* [Your assignment]: The answer must be the full set of records, repeated exactly.

* [Source material]:
********
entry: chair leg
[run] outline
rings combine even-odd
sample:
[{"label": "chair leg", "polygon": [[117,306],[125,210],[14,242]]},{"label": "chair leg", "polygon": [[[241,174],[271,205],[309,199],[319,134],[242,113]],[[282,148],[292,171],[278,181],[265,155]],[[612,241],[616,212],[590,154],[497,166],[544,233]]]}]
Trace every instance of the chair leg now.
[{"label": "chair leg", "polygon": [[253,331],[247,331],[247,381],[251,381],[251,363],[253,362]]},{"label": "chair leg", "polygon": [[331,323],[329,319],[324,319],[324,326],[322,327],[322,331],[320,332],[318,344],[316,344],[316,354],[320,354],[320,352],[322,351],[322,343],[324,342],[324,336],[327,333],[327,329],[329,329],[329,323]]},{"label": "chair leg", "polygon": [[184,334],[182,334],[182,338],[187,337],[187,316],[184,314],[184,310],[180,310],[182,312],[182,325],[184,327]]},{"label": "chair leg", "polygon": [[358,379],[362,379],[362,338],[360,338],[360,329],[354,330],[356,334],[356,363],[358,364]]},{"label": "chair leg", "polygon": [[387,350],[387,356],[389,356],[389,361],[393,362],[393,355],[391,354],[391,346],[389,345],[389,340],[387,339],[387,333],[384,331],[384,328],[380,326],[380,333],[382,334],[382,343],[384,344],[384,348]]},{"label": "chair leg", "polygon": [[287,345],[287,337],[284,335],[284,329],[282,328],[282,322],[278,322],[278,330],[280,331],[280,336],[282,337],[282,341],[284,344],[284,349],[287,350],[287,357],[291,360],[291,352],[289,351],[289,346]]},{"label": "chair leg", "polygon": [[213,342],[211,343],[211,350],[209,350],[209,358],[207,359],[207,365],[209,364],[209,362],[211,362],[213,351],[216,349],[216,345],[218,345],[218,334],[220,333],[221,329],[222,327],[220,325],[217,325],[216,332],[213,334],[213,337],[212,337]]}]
********
* [Task response]:
entry: chair leg
[run] outline
rings combine even-odd
sample:
[{"label": "chair leg", "polygon": [[117,306],[125,210],[14,242]]},{"label": "chair leg", "polygon": [[[241,174],[271,205],[309,199],[319,134],[242,113]],[[282,148],[292,171],[278,181],[265,155]],[[612,241],[616,212],[590,154],[497,166],[544,233]]]}]
Trace every instance of the chair leg now.
[{"label": "chair leg", "polygon": [[253,331],[247,331],[247,381],[251,381],[251,363],[253,362]]},{"label": "chair leg", "polygon": [[331,323],[329,319],[324,319],[324,326],[322,327],[322,331],[320,332],[318,344],[316,344],[316,354],[320,354],[320,352],[322,351],[322,343],[324,342],[324,336],[327,333],[327,329],[329,329],[329,323]]},{"label": "chair leg", "polygon": [[184,334],[182,334],[182,338],[187,337],[187,316],[184,314],[184,310],[180,310],[182,312],[182,325],[184,327]]},{"label": "chair leg", "polygon": [[358,379],[362,379],[362,338],[360,338],[360,329],[354,330],[356,334],[356,363],[358,364]]},{"label": "chair leg", "polygon": [[387,350],[387,356],[389,356],[389,361],[393,362],[393,355],[391,354],[391,346],[389,345],[389,340],[387,339],[387,333],[384,331],[384,328],[380,326],[380,333],[382,334],[382,343],[384,344],[384,348]]},{"label": "chair leg", "polygon": [[287,345],[287,337],[284,335],[284,329],[282,328],[282,322],[278,322],[278,330],[280,331],[280,336],[282,337],[282,341],[284,344],[284,349],[287,350],[287,357],[291,360],[291,352],[289,351],[289,346]]},{"label": "chair leg", "polygon": [[213,342],[211,343],[211,350],[209,350],[209,358],[207,359],[207,365],[209,364],[209,362],[211,362],[213,351],[216,349],[216,345],[218,345],[218,334],[220,333],[221,329],[222,327],[220,325],[217,325],[216,332],[213,334],[213,337],[212,337]]}]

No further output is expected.